> **EXERCISE BRIEF**: Look over the lines below. Report each one that includes the string "with".

Stored dataset items
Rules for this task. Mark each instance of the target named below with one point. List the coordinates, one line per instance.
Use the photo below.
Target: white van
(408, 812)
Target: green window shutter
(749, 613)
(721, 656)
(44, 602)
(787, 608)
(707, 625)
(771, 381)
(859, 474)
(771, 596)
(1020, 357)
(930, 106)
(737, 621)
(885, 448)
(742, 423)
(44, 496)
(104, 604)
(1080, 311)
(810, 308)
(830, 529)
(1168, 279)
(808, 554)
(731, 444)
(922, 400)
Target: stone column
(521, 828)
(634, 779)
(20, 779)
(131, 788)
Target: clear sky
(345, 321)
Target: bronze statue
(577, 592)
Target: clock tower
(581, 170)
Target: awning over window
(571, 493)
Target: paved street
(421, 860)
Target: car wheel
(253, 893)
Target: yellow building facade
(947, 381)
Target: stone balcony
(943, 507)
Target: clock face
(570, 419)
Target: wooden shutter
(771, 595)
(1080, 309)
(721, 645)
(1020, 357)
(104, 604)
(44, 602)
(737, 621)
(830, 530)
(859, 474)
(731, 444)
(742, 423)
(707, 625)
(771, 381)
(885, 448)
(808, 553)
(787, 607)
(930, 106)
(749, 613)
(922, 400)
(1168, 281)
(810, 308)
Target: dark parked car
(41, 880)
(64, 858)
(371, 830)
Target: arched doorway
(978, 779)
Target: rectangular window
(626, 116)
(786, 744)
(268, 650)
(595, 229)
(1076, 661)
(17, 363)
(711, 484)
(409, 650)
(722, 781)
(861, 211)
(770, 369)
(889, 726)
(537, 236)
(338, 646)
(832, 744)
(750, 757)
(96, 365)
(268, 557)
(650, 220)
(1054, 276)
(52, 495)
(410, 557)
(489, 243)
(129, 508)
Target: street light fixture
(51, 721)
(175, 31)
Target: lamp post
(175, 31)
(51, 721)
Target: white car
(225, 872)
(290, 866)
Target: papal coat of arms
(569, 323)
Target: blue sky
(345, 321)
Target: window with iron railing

> **OUTPUT FOR THIS EXERCISE**:
Rules for this task. Mark each instance of the target named below with one point. List the coordinates, one line per instance.
Target: window with iron railing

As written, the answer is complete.